| Tasks and exercises |
[1] Answer these questions from the QCS rebuttal text, one per line:
(a) What average score does HIQL get in Table R2?
(b) What date is given as the NeurIPS 2024 submission deadline?
(c) At which venue was QT published?
[2] Please decide whether each statement agrees with the QCS rebuttal text, and quote the words that settle it.
(a) The authors say they are obligated to compare QCS with QT.
(b) QT proposes a way of combining RCSL and Q-learning.
(c) HIQL is described as specialized for goal conditioning tasks.
[3] Carry on the QCS rebuttal text from its last line.

# start of Document passage

As shown in Table R2, our new QCS score is comparable to HIQL, which is specialized for goal conditioning tasks, and particularly, QCS-R performs even better than HIQL. This new result reaffirms that our algorithm, despite being general, is effective even when compared to specialized algorithms.
[Table R2. Performance comparison between QCS and HIQL.]
| Dataset | HIQL | QCS-R(256) | QCS-R(512) | QCS-G(256) | QCS-G(512) |
|---|---|---|---|---|---|
| antmaze-m-p | 84.1±10.8 | 81.6±6.9 | 93.1±7.0 | 84.8±11.5 | 88.5±6.3 |
| antmaze-m-d | 86.8±4.6 | 79.5±5.8 | 88.7±5.4 | 75.2±11.9 | 84.9±8.4 |
| antmaze-l-p | 88.2±5.3 | 68.7±7.8 | 89.2±6.3 | 70.0±9.6 | 84.2±10.5 |
| antmaze-l-d | 86.1±7.5 | 70.6±5.6 | 84.2±10.6 | 77.3±11.2 | 77.1±7.0 |
| average | 86.3 | 75.1 | 88.8 | 76.8 | 83.7 |
[Ref.2] Park, Seohong, et al. "Hiql: Offline goal-conditioned rl with latent states as actions." NeurIPS 2023.
W2. Recentness of Baselines.
We want to note that we compared baselines including very recent works such as ACT (AAAI 2024), CGDT (AAAI 2024), DC (ICLR 2024), FamO2O (NeurIPS 2023), EDT (NeurIPS 2023), QDT (ICML 2023), SQL (ICLR 2023). Especially since the NeurIPS 2024 submission deadline was May 22, considering this date, the works for AAAI 2024 and ICLR 2024 can be regarded as very recent, having been published less than three months ago.
We continuously track the latest works, and after the NeurIPS submission deadline, we found a new work, Q-value Regularized Transformer(QT) [Ref.6] that proposes a new way of combining RCSL and Q-learning, published at ICML 2024. Note that according to NeurIPS regulations, QT is considered `Contemporaneous Work' because it appeared online after the submission. Since the work appeared after our submission, we are not obligated to compare it, but to help the reviewer better appreciate the quality of our work, we additionally compare QCS with QT in Table R3 in response W3 using the same evaluation metrics as QCS.
[Ref.6] Hu, Shengchao, et al. "Q-value Regularized Transformer for Offline Reinforcement Learning." ICML 2024.
W3. Comparison with QT and POR with the same evaluation metric of QCS.

# end of Document passage
# start of Given entries

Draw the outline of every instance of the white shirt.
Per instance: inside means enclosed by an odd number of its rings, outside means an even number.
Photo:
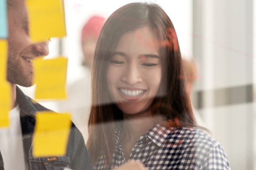
[[[91,71],[85,67],[83,77],[69,85],[67,100],[59,102],[61,112],[71,112],[72,121],[82,134],[85,143],[88,138],[87,122],[91,103]]]
[[[9,112],[10,126],[0,128],[0,151],[5,170],[26,170],[20,108]]]

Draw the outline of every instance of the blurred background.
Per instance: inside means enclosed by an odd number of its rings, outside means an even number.
[[[162,6],[174,25],[186,74],[193,78],[188,85],[199,123],[210,130],[223,146],[232,170],[256,170],[256,105],[253,90],[256,85],[256,1],[143,1]],[[91,94],[86,57],[90,54],[84,49],[83,52],[82,47],[93,49],[97,33],[92,31],[94,36],[84,38],[82,32],[92,27],[98,28],[103,22],[100,19],[85,28],[84,26],[93,16],[105,19],[119,8],[135,1],[64,2],[67,36],[51,39],[50,54],[45,59],[60,55],[68,58],[69,98],[38,102],[56,112],[71,112],[86,140]],[[21,88],[34,97],[34,86]],[[82,89],[83,92],[79,93]]]

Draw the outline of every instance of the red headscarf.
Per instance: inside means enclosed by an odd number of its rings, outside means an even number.
[[[104,21],[105,19],[97,16],[94,16],[90,19],[82,28],[82,41],[88,36],[98,38]]]

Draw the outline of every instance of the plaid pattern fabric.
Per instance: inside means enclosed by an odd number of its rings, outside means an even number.
[[[116,126],[114,168],[125,162],[119,142],[122,125]],[[222,146],[207,134],[198,128],[168,129],[159,124],[138,139],[129,159],[141,161],[148,170],[230,170]],[[102,155],[94,168],[105,169]]]

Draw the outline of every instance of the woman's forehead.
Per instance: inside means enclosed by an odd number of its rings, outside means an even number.
[[[115,51],[128,54],[149,53],[159,55],[157,42],[155,34],[149,28],[144,27],[124,34],[120,39]]]

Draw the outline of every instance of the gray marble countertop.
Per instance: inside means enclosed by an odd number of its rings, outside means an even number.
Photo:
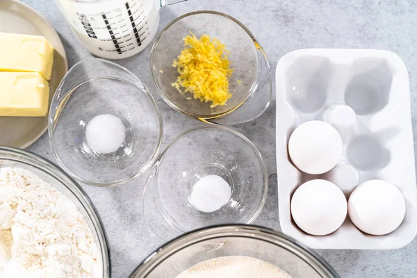
[[[23,1],[43,15],[58,31],[70,67],[92,56],[72,33],[54,1]],[[414,124],[417,124],[415,0],[189,0],[161,10],[160,30],[180,15],[197,10],[225,13],[245,24],[263,45],[273,73],[280,57],[298,49],[378,49],[398,54],[409,70],[412,118]],[[155,97],[163,117],[163,147],[180,133],[202,124],[171,109],[156,93],[149,74],[150,49],[148,47],[136,56],[117,63],[136,74]],[[280,230],[275,126],[275,105],[272,103],[259,118],[232,128],[255,144],[268,167],[268,198],[255,224]],[[46,135],[28,149],[54,160]],[[126,277],[158,247],[144,227],[141,195],[145,176],[116,188],[98,188],[83,185],[97,207],[107,233],[113,277]],[[318,253],[343,277],[417,277],[417,239],[396,250],[318,250]]]

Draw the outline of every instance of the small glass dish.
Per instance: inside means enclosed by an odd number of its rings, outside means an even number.
[[[183,38],[192,32],[218,39],[230,52],[234,68],[229,77],[232,97],[224,106],[194,99],[172,87],[179,74],[172,62],[183,49]],[[204,122],[234,124],[254,120],[268,107],[272,94],[269,63],[261,44],[243,24],[218,12],[198,11],[183,15],[159,34],[151,51],[151,73],[164,101],[172,108]]]
[[[208,175],[223,178],[231,196],[219,210],[204,213],[190,200],[196,182]],[[251,224],[268,193],[268,175],[255,146],[222,126],[191,129],[178,136],[155,163],[143,194],[147,229],[159,242],[209,225]]]
[[[123,143],[108,154],[95,152],[85,136],[90,121],[102,114],[116,116],[125,131]],[[51,104],[48,131],[63,169],[85,183],[111,186],[153,164],[163,124],[156,103],[136,76],[113,62],[88,58],[75,64],[61,81]]]

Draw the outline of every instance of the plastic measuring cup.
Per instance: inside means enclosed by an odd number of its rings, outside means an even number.
[[[159,9],[187,0],[56,0],[83,44],[107,59],[130,57],[152,40]]]

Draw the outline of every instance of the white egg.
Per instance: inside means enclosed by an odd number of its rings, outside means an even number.
[[[339,162],[343,150],[340,134],[332,125],[310,121],[298,126],[288,142],[288,152],[298,169],[319,174],[332,170]]]
[[[405,200],[391,183],[373,179],[361,183],[348,202],[349,217],[365,233],[384,235],[400,226],[405,216]]]
[[[291,199],[291,215],[306,233],[324,236],[337,230],[348,213],[348,202],[337,186],[324,179],[302,184]]]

# end of Given entries

| Responses to the exercise |
[1]
(a) 86.3
(b) May 22
(c) ICML 2024

[2]
(a) No: "we are not obligated to compare it"
(b) Yes: "proposes a new way of combining RCSL and Q-learning"
(c) Yes: "HIQL, which is specialized for goal conditioning tasks"

[3]
As mentioned in our manuscript Section 6.1, we report QCS as the last running average score. However, QT selects the best score throughout the whole training process (as confirmed through email with the QT author), which is not suitable for offline RL settings. Offline RL assumes a situation with limited online interaction, but finding the best score relies heavily on a significant amount of online interaction. Therefore, we re-ran the QT through the official QT code with author-recommended hyperparameters and verified the last running average score.
Regarding POR, mentioned by the reviewer for the antmaze large score, we previously reported POR scores from the POR paper. We were unable to confirm the exact evaluation metric, but the authors shared the training curve of POR on the POR github. From this, we verified the last running average score of POR.
To summarize, in Table R3 and Table R9 in the global response PDF, we compare QCS with QT and POR using the last running average score. As can be seen in Tables, QCS outperforms both POR and QT in MuJoCo and Antmaze domains, with POR's Antmaze large scores being below 70, demonstrating that QCS is a robust and high-performing algorithm.
[Table R3. Performance comparison between QCS (ours), POR, and QT. We evaluate each algorithm based on the last running average score.]
| Dataset | POR (last) | QT (last) | QCS (ours, last) |
|---|---|---|---|
| antmaze-u | 87.9±4.0 | 51.3±15.7 | 92.5±4.6 |
| antmaze-u-d | 65.5±6.0 | 57.9±9.6 | 82.5±8.2 |
| antmaze-m-p | 84.6±5.4 | 32.7±11.3 | 84.8±11.5 |
| antmaze-m-d | 75.6±4.8 | 22.7±23.6 | 75.2±11.9 |
| antmaze-l-p | 56.5±5.2 | 0±0.0 | 70.0±9.6 |
| antmaze-l-d | 63.0±4.0 | 0±0.0 | 77.3±11.2 |
| average | 72.2 | 27.4 | 80.4 |
I thank the authors for their response and providing the standard deviation results.
The results reported in the original paper [1] for POR are different from what the submission reports. For instance, for the hopper-m dataset for POR the original paper reports 98.2 ±1.6, however the submission reports POR results as 78.6 ± 7.2 for the hopper-m dataset. Given that the performance of the submission’s proposed algorithm QCS-R is 96.4 ± 3.72, this means the submission does not outperform a prior algorithm POR. The way the results are reported in the submission is quite misleading and incorrect.
[1] A Policy-Guided Imitation Approach for Offline Reinforcement Learning, NeurIPS 2022.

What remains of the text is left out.